DIRECTIONS – Count the lines in the items below that contain the string "latch", treating case as significant. Reply with the number alone.
————————
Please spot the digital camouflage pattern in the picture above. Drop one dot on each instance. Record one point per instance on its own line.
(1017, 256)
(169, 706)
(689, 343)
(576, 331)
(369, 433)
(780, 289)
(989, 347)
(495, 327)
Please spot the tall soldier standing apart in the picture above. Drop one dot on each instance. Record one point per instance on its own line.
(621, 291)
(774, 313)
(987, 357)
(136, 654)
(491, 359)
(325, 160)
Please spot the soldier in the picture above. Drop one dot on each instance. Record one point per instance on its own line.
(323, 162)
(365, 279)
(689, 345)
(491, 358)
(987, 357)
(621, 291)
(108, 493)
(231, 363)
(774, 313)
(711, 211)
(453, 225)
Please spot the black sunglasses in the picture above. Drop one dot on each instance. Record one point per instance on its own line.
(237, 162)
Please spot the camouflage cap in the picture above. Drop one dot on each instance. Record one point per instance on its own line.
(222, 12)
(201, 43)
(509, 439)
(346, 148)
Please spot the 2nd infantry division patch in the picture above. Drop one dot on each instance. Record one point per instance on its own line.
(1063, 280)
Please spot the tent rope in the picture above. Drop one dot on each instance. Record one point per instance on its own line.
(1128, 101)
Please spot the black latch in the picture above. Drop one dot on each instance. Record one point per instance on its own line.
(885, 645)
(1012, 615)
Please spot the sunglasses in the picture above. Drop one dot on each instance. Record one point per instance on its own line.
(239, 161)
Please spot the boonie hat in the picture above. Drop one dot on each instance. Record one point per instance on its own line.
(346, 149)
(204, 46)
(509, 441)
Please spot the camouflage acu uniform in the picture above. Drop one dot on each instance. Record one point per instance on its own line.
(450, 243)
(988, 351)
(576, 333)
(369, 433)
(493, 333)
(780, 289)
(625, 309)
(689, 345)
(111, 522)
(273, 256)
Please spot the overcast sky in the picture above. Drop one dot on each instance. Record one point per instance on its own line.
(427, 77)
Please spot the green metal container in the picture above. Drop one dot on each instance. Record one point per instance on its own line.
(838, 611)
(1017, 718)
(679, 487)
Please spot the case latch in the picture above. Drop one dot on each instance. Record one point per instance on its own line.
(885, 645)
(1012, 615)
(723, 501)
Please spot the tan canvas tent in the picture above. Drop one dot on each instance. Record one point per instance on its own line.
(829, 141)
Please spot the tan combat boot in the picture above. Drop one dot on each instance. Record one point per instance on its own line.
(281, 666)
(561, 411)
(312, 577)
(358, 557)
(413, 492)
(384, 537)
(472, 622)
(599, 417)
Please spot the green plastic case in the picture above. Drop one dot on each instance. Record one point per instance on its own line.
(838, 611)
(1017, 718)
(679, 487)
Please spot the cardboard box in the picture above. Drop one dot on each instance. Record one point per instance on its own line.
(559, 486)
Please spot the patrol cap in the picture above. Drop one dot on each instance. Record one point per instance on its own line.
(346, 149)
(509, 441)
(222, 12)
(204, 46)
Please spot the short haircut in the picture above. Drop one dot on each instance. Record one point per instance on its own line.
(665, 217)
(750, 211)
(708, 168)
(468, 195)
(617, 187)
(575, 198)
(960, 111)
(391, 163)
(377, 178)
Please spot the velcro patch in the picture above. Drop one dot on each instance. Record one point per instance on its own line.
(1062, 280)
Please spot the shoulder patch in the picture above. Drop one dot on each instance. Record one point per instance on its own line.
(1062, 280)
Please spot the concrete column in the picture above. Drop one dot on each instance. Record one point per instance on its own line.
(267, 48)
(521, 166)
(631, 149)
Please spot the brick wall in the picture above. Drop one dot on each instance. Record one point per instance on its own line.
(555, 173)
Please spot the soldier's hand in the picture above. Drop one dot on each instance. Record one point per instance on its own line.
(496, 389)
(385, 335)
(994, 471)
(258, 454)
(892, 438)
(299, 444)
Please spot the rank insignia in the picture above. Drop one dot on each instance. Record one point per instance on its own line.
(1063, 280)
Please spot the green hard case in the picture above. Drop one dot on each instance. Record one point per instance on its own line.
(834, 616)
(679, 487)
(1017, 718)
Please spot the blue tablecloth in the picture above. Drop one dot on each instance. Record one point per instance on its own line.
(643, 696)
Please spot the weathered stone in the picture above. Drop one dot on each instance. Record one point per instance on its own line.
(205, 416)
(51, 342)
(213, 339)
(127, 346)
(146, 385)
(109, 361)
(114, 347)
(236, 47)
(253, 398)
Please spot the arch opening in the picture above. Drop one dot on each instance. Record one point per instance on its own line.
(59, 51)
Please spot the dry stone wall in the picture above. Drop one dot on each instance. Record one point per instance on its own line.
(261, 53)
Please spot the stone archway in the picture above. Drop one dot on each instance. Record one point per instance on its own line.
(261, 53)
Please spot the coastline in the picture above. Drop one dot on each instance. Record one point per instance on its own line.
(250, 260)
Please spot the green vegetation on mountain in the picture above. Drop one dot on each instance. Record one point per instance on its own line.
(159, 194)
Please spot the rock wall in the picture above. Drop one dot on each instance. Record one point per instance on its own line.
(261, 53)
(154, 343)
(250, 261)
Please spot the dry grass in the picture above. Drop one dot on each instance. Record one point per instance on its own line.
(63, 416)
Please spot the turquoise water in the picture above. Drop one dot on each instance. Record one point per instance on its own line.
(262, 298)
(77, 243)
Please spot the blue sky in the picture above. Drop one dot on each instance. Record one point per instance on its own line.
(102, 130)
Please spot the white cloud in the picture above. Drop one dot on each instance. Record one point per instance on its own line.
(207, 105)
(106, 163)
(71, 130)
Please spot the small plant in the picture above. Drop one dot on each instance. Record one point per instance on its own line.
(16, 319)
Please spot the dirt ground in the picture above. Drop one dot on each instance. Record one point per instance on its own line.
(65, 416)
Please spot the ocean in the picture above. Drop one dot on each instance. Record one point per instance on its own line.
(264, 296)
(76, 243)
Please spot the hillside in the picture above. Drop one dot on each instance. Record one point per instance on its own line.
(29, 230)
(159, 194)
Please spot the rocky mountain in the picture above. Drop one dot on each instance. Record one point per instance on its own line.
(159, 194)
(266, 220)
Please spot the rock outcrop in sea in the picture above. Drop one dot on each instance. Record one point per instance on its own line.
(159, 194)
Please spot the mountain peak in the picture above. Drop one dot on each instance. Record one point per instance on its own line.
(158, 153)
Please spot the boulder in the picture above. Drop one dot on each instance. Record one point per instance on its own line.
————————
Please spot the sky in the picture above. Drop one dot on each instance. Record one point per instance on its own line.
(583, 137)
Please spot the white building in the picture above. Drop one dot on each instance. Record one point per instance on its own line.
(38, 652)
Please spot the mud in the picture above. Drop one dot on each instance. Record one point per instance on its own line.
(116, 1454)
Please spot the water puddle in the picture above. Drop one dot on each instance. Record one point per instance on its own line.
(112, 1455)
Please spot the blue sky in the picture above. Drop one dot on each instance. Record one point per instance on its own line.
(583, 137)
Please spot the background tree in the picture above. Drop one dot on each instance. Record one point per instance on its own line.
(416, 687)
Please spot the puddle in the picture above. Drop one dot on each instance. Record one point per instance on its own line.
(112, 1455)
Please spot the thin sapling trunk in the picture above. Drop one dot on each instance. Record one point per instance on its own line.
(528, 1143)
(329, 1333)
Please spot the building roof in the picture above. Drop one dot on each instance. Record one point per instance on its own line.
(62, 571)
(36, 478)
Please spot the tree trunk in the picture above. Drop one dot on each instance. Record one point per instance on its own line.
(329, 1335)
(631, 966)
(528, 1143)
————————
ANSWER TO THE TASK – 2